| Exercise |
Each record must be retyped word for word.
(Data listing Opens)
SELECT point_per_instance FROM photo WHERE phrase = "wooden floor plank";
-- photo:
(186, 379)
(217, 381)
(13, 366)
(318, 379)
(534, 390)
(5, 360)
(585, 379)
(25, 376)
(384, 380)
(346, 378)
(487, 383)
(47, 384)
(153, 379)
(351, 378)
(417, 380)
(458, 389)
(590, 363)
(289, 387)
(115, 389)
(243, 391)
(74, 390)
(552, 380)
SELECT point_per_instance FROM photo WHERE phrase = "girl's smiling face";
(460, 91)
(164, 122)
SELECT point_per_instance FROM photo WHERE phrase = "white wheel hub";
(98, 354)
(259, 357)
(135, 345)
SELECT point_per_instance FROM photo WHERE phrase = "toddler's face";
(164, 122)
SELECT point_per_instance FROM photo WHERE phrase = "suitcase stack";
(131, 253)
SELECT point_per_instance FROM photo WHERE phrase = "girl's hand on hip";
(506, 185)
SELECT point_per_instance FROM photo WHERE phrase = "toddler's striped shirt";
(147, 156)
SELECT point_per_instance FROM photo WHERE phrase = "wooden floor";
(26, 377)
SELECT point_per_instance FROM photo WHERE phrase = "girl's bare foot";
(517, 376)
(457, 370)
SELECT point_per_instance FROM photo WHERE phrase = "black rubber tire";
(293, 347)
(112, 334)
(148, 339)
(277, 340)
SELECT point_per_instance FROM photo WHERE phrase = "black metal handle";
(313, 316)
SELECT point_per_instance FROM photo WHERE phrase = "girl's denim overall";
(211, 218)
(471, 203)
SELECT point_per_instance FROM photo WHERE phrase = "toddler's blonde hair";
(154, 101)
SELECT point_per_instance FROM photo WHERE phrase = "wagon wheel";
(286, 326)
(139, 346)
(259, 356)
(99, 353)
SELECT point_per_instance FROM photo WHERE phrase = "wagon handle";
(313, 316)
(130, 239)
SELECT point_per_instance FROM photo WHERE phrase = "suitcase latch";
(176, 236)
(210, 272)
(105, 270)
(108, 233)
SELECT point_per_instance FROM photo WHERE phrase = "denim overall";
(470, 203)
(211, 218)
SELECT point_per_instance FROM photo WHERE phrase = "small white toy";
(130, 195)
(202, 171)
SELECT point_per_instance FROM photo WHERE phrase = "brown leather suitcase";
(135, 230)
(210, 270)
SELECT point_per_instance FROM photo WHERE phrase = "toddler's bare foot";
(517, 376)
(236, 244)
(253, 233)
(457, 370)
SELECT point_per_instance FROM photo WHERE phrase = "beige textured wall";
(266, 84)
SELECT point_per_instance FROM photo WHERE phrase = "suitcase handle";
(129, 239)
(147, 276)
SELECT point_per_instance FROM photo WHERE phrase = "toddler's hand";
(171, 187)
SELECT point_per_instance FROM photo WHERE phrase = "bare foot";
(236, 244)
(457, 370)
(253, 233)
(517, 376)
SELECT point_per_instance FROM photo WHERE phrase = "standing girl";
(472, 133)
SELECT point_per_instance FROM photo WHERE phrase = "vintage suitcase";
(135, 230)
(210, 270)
(Data listing Closes)
| Output of the task |
SELECT point_per_instance FROM photo WHERE phrase = "wooden floor plank";
-- photo:
(186, 379)
(217, 381)
(13, 366)
(318, 379)
(534, 390)
(5, 360)
(585, 379)
(25, 376)
(384, 380)
(346, 378)
(487, 383)
(47, 384)
(153, 379)
(351, 378)
(417, 380)
(458, 389)
(590, 363)
(289, 387)
(115, 389)
(243, 391)
(74, 390)
(552, 380)
SELECT point_per_instance FROM photo WHERE phrase = "girl's smiling face";
(460, 91)
(164, 122)
SELECT point_per_instance FROM photo WHERE phrase = "white wheel hub";
(98, 354)
(259, 357)
(135, 345)
SELECT point_per_instance FROM photo WHERE phrase = "toddler's face";
(164, 122)
SELECT point_per_instance FROM photo WHERE phrase = "suitcase stack";
(131, 253)
SELECT point_per_instance FROM photo WHERE phrase = "girl's hand on hip";
(506, 185)
SELECT point_per_instance FROM photo WHERE phrase = "toddler's striped shirt";
(147, 156)
SELECT point_per_instance FROM photo WHERE phrase = "wooden floor";
(26, 377)
SELECT point_per_instance FROM photo WHERE phrase = "girl's bare foot";
(517, 376)
(457, 370)
SELECT point_per_instance FROM photo WHERE phrase = "black rubber tire";
(293, 347)
(112, 334)
(148, 339)
(277, 340)
SELECT point_per_instance FROM photo WHERE phrase = "black metal handle";
(313, 316)
SELECT point_per_instance FROM photo WHERE phrase = "girl's denim overall";
(211, 218)
(471, 203)
SELECT point_per_instance FROM photo WHERE phrase = "toddler's blonde hair";
(154, 101)
SELECT point_per_instance FROM photo WHERE phrase = "wagon wheel";
(286, 326)
(139, 346)
(259, 356)
(99, 353)
SELECT point_per_instance FROM photo WHERE phrase = "wagon handle";
(313, 316)
(130, 239)
SELECT point_per_instance FROM photo WHERE phrase = "suitcase latch";
(176, 236)
(210, 272)
(105, 270)
(108, 233)
SELECT point_per_instance FROM photo WHERE phrase = "denim overall";
(470, 203)
(211, 218)
SELECT point_per_instance FROM photo WHERE phrase = "small white toy";
(130, 195)
(202, 171)
SELECT point_per_instance FROM photo WHERE phrase = "brown leather suitcase";
(135, 230)
(210, 270)
SELECT point_per_instance FROM photo WHERE phrase = "toddler's bare foot";
(517, 376)
(236, 244)
(253, 233)
(457, 370)
SELECT point_per_instance FROM photo WHERE phrase = "beige textured wall";
(266, 84)
SELECT point_per_instance FROM photo WHERE phrase = "suitcase handle";
(129, 239)
(147, 276)
SELECT point_per_instance FROM photo WHERE phrase = "toddler's hand";
(171, 187)
SELECT point_per_instance FROM photo WHERE phrase = "bare foot";
(236, 244)
(457, 370)
(253, 233)
(517, 376)
SELECT point_per_instance FROM photo WHERE phrase = "standing girl";
(472, 133)
SELECT point_per_instance FROM photo WHERE phrase = "vintage suitcase";
(135, 230)
(210, 270)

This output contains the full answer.